Cape Town – Prison warders at the Voorberg Correctional Centre’s Medium A and B sections temporarily downed tools yesterday, demanding mass testing after a second positive case at the Porterville prison.
The warders, who said they “feared for their lives”, have given management until today to decontaminate the building or they will not work.
An inmate spoke to the Cape Times yesterday and said they had been kept inside their cells all day.
He said they had not been allowed their daily exercise as “there were no warders to guard them”.
The warders’ demonstration follows a probe by the Department of Correctional Services (DCS) into the death of an official who recently tested positive for Covid-19 at a correctional facility. The department said an investigation by the Department of Health “was under way to determine the cause of death”.
Police and Prisons Civil Rights Union’s (Popcru) chief negotiator in the Western Cape, Dan Melapi, said: “The place is highly contaminated and we know that members have tested positive.
'There is an ongoing screening at the facility, but we have learnt that screening is not enough. When you screen, it shows that you’re fine and you only find out later that you have the virus,” he said.
“Decontamination has to be done in a space of 48 hours and the whole centre is supposed to be closed down and inmates transferred to other prisons. But given the short notice, we allowed them to continue with a four-hour cleansing,” he said.
DCS spokesperson Singabakho Nxumalo refuted the allegations.

■ **SUPPLIED INFORMATION**:
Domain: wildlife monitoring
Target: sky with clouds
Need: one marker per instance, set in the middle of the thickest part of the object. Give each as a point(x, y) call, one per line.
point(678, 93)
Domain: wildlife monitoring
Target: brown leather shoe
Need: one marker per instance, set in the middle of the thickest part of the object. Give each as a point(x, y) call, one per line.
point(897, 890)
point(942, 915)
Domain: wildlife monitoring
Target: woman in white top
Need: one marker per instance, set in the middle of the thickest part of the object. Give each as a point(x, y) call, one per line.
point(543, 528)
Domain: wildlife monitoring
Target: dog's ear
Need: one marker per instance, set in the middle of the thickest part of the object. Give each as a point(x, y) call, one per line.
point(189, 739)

■ **THINGS TO DO**:
a – In the news report on the Voorberg warders, why does Dan Melapi say screening at the facility is not enough? Answer in one to three sentences.
b – Answer these questions from the news report on the Voorberg warders.
(i) Until when did the warders give management to decontaminate the building?
(ii) Within what time does decontamination have to be done, according to Melapi?
(iii) Who is named as the DCS spokesperson?
c – Carry on the news report on the Voorberg warders from its last sentence.

■ **RESULTS FOR EACH TASK**:
a – Melapi says screening is not enough because it can show that a person is fine, and only later do they find out that they have the virus.

b –
(i) Until today.
(ii) Within 48 hours.
(iii) Singabakho Nxumalo.

c –
"We would like to reiterate that there is no incident where officials downed tools. Inmates continue to undertake their daily exercises. However, it has to be done differently as we cannot release all of them at the same time to the courtyard. This is to observe social distancing. We therefore take them out section by section. Some do not like the practice as it is new to them. But we have been explaining why it is critical that the court yard is not overcrowded."
Nxumalo added that the Area Commissioner had to address staff members as the centre continues to register positive cases.
"This is to explain how the Department is responding and what is expected from members. It is also important that, as a manager, you brief your members continuously as we are dealing with a virus of this nature.
"Decontamination was done at the centre before the first case was reported and it has been an ongoing exercise. It will also be done tomorrow. This is to prevent widespread contamination," he said.
The number of Covid-19 cases at correctional centres across the country climbed to 336 yesterday, with 15 new cases recorded. Of that, 81 are officials, and 10 are inmates in the Western Cape.